→ **Stated task**
The line containing "Query: ground" marks where to begin; quote it and every line after it through the end of the data, exactly as written.

Coordinate annotation entries:
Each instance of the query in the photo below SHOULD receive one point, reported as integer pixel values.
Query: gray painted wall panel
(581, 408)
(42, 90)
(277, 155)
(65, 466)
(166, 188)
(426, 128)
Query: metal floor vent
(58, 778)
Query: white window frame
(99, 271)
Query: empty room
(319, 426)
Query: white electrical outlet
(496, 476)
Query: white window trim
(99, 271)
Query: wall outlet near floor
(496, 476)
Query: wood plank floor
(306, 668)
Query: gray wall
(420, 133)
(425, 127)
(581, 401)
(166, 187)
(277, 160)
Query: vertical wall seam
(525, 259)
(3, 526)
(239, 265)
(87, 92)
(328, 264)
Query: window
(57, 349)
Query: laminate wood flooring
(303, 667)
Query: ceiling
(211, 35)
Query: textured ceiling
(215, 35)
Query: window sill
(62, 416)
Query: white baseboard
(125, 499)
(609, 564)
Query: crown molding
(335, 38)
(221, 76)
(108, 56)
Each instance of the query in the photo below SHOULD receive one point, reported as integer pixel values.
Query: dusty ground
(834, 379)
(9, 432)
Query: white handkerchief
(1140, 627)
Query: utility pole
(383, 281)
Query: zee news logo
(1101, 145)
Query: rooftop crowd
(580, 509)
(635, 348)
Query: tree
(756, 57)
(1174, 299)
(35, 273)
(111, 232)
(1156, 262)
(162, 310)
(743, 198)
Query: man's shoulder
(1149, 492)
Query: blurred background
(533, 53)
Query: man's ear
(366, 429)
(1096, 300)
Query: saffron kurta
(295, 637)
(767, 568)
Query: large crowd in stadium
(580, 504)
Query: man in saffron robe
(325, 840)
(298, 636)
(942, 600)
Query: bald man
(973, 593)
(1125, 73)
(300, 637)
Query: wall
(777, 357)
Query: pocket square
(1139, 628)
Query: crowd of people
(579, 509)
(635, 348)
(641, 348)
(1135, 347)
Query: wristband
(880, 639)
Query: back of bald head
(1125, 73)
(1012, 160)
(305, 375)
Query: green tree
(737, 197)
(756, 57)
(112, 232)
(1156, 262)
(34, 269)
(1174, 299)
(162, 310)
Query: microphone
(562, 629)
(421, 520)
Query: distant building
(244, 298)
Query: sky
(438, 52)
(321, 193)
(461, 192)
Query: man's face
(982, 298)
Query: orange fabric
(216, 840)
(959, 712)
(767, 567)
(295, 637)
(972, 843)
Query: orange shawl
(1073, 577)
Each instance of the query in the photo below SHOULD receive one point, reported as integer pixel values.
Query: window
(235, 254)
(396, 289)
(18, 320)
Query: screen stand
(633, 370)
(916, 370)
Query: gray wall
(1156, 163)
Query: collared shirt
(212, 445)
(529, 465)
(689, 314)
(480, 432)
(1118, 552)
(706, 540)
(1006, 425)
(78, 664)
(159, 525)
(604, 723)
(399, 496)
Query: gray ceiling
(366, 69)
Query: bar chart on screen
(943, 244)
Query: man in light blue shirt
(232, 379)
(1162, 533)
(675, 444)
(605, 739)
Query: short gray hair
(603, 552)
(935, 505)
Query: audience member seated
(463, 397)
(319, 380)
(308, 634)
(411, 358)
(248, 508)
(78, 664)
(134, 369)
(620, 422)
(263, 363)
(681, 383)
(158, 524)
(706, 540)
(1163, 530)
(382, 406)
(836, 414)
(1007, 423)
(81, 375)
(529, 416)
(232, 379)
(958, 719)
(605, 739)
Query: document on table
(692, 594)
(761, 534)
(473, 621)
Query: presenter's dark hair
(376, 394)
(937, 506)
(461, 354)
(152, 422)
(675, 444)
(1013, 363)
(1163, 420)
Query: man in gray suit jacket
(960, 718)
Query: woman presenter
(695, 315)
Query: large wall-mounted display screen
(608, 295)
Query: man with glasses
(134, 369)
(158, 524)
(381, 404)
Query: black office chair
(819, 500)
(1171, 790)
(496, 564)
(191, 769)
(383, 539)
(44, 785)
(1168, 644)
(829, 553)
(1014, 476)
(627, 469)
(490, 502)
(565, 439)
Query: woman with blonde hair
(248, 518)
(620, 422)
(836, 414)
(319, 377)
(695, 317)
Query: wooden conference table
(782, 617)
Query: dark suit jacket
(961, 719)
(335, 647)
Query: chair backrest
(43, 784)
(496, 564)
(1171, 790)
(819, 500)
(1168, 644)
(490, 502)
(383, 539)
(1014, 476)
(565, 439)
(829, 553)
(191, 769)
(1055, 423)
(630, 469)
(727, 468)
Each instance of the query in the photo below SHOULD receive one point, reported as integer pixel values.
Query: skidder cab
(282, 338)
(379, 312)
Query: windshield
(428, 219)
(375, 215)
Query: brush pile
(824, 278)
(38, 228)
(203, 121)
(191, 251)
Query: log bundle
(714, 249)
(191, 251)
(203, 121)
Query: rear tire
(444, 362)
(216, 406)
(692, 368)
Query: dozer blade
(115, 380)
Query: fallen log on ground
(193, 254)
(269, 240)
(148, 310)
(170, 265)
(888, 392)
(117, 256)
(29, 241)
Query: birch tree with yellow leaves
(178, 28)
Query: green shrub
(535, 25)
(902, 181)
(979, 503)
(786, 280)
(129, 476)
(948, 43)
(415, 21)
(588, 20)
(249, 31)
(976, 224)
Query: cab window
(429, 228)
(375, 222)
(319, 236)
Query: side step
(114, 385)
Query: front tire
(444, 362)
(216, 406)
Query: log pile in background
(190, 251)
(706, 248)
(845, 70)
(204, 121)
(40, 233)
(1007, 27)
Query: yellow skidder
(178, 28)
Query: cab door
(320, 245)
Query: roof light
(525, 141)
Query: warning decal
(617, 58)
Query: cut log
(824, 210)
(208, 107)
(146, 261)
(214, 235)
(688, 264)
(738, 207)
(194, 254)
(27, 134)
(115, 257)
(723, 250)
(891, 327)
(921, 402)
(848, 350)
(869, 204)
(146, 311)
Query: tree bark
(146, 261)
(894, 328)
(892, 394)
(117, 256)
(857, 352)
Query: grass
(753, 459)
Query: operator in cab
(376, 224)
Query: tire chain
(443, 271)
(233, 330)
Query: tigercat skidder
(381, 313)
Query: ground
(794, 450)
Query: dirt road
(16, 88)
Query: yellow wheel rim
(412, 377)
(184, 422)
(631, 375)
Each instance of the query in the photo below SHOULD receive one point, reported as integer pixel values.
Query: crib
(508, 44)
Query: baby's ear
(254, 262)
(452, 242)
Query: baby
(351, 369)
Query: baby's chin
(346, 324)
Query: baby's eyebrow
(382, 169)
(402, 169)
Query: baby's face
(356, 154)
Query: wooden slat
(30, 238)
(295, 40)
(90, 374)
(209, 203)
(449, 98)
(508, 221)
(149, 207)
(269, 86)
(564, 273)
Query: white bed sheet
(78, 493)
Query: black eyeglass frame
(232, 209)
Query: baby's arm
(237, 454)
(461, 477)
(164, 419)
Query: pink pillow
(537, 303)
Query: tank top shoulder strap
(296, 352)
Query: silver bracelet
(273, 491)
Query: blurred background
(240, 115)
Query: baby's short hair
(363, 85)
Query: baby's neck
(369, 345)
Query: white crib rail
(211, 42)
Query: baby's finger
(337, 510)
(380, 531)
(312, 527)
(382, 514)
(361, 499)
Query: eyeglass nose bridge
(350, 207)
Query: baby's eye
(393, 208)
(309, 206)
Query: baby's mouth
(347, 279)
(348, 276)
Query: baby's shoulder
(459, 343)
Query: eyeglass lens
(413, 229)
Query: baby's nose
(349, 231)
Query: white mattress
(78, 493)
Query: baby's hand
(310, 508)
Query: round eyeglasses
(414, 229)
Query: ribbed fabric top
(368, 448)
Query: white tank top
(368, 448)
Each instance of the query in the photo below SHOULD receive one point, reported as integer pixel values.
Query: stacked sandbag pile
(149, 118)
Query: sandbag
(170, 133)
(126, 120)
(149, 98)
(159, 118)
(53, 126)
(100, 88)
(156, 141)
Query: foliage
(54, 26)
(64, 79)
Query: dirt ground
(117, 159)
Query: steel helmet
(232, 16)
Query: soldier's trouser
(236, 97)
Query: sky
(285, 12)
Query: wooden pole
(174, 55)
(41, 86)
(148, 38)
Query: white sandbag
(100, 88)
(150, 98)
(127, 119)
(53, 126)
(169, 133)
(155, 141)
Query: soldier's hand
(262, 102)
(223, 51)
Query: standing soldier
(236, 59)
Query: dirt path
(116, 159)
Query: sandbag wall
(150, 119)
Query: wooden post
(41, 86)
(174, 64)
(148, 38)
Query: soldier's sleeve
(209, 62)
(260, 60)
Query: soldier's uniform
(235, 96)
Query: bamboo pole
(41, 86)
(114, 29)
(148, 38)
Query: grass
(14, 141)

→ **The reply**
Query: ground
(794, 450)
Query: dirt road
(16, 88)
Query: yellow wheel rim
(412, 377)
(184, 422)
(631, 375)
Each instance of the query in the photo below SHOULD receive one point, reported as integer pixel values.
Query: crib
(508, 44)
Query: baby's ear
(254, 262)
(452, 242)
Query: baby
(351, 369)
Query: baby's chin
(346, 324)
Query: baby's eyebrow
(382, 169)
(402, 169)
Query: baby's face
(356, 154)
Query: wooden slat
(30, 238)
(295, 40)
(90, 374)
(209, 203)
(449, 98)
(508, 221)
(149, 207)
(269, 86)
(564, 273)
Query: white bed sheet
(78, 493)
Query: black eyeglass frame
(232, 209)
Query: baby's arm
(237, 454)
(461, 477)
(164, 419)
Query: pink pillow
(537, 303)
Query: tank top shoulder strap
(296, 352)
Query: silver bracelet
(273, 491)
Query: blurred background
(240, 115)
Query: baby's short hair
(363, 85)
Query: baby's neck
(369, 345)
Query: white crib rail
(211, 42)
Query: baby's finger
(337, 510)
(380, 531)
(312, 527)
(382, 514)
(361, 499)
Query: eyeglass nose bridge
(350, 207)
Query: baby's eye
(393, 208)
(309, 206)
Query: baby's mouth
(347, 279)
(348, 276)
Query: baby's shoulder
(459, 343)
Query: eyeglass lens
(413, 229)
Query: baby's nose
(349, 231)
Query: white mattress
(78, 493)
Query: baby's hand
(310, 508)
Query: round eyeglasses
(414, 229)
Query: ribbed fabric top
(368, 448)
Query: white tank top
(368, 448)
Each instance of the query in the photo below SHOULD receive one point, reported as integer pixel values.
Query: stacked sandbag pile
(149, 118)
Query: sandbag
(170, 133)
(126, 120)
(149, 98)
(159, 118)
(53, 126)
(100, 88)
(156, 141)
Query: foliage
(54, 26)
(64, 79)
Query: dirt ground
(117, 159)
Query: steel helmet
(232, 16)
Query: soldier's trouser
(236, 97)
Query: sky
(285, 12)
Query: wooden pole
(174, 55)
(41, 86)
(148, 38)
Query: white sandbag
(100, 88)
(150, 98)
(127, 119)
(53, 126)
(169, 133)
(155, 141)
Query: soldier's hand
(262, 102)
(223, 51)
Query: standing soldier
(236, 59)
Query: dirt path
(116, 159)
Query: sandbag wall
(150, 119)
Query: wooden post
(41, 86)
(174, 64)
(148, 38)
Query: soldier's sleeve
(209, 62)
(260, 60)
Query: soldier's uniform
(235, 96)
Query: bamboo pole
(41, 86)
(114, 29)
(148, 38)
Query: grass
(14, 141)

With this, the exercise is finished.